• **Entries taken from a collection**
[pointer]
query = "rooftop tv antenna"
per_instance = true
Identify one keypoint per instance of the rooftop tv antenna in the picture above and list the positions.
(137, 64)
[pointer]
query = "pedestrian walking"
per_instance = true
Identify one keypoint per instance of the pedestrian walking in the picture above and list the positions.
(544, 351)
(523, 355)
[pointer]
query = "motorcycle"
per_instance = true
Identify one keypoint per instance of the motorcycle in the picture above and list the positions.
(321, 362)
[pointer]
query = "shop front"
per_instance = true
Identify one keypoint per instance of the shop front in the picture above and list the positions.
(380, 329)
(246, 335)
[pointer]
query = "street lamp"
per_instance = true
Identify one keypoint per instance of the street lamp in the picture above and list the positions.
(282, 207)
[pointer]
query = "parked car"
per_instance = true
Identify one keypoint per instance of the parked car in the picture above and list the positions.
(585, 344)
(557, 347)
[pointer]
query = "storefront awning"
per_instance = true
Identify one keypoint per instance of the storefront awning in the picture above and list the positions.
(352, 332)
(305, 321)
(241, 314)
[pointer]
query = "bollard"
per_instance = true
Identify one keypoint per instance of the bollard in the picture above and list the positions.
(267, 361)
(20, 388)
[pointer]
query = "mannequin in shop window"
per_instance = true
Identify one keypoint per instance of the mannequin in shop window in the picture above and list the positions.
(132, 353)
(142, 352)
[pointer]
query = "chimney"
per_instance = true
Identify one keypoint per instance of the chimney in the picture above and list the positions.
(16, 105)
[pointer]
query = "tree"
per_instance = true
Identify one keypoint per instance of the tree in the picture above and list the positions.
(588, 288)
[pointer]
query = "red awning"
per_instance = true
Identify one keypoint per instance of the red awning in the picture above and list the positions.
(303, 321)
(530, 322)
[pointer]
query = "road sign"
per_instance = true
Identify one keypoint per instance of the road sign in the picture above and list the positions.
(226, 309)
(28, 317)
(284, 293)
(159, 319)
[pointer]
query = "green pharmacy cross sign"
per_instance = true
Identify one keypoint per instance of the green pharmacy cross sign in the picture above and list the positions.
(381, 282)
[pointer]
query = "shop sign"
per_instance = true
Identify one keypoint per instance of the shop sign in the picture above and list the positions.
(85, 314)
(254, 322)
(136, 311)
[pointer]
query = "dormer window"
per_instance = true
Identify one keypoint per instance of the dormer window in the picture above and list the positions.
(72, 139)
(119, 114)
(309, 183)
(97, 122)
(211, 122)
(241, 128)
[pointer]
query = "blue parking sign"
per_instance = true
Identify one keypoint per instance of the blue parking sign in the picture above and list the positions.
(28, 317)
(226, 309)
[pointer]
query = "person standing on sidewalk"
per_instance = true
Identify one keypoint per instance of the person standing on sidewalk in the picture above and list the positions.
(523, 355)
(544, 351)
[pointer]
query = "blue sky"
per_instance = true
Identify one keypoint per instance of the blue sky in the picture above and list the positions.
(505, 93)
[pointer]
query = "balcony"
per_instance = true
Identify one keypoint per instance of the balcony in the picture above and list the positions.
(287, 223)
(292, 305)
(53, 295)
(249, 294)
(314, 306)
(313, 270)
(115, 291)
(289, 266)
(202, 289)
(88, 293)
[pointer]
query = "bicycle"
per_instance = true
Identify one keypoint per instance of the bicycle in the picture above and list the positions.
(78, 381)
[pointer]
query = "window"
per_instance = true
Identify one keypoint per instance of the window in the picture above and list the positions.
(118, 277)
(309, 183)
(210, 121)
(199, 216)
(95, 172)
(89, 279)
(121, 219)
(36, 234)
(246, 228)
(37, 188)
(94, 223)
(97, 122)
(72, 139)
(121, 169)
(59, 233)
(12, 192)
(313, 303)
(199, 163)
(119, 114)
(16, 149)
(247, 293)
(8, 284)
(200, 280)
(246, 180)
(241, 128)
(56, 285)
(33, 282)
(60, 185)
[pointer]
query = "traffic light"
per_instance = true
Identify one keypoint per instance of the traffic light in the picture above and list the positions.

...

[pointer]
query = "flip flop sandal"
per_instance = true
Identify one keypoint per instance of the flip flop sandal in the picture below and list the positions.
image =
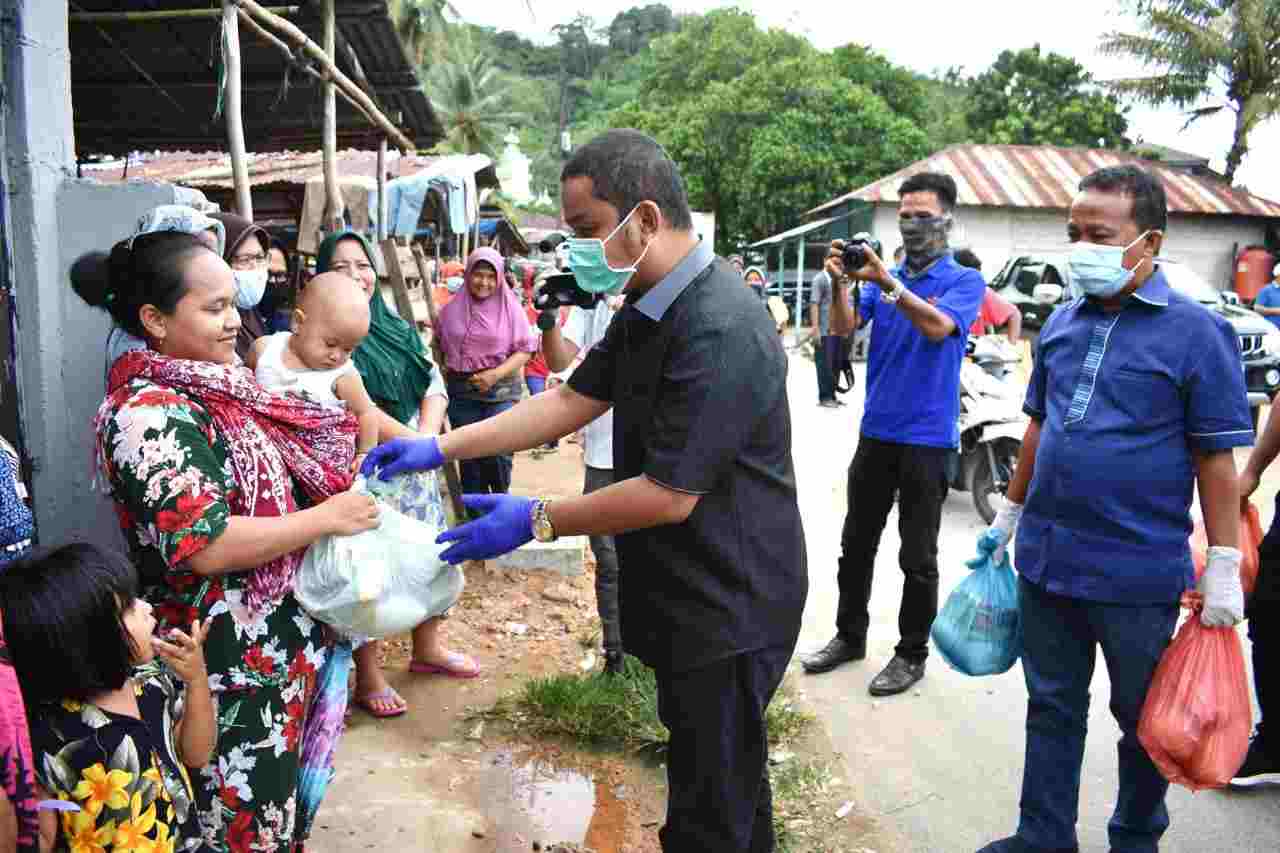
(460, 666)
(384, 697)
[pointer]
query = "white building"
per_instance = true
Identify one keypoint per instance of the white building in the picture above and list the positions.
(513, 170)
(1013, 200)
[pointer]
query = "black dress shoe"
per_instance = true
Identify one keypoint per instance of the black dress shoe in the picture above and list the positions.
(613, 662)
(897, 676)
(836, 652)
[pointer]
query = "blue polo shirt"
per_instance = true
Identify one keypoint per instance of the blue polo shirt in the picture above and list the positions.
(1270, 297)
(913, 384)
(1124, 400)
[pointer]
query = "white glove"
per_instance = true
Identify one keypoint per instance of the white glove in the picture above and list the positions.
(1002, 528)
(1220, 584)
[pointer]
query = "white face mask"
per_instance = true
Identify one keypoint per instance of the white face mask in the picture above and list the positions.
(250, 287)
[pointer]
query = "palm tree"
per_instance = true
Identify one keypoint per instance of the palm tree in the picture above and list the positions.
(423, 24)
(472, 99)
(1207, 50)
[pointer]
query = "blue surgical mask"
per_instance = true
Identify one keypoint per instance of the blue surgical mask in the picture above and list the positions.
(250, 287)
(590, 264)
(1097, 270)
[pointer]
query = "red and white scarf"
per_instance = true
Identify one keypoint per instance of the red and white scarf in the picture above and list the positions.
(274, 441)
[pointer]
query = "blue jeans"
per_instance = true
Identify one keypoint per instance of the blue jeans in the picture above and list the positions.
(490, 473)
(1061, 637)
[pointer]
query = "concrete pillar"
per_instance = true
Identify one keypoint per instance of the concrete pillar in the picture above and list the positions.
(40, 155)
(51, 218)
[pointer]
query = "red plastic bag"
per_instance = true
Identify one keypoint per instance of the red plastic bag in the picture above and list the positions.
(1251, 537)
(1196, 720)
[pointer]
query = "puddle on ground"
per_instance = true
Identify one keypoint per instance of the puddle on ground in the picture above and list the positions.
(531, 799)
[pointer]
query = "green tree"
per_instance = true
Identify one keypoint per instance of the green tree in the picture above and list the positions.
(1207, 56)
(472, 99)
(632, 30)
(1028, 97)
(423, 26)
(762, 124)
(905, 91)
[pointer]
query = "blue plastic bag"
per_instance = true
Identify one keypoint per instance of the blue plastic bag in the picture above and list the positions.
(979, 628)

• **What you are asked to do**
Among the lines of the preceding data, which ones hold the word "flop"? List them.

• **Task answer**
query = "flip flop sandal"
Identify one keypoint per instance of the flip flop sandal in the picture below and list the positions.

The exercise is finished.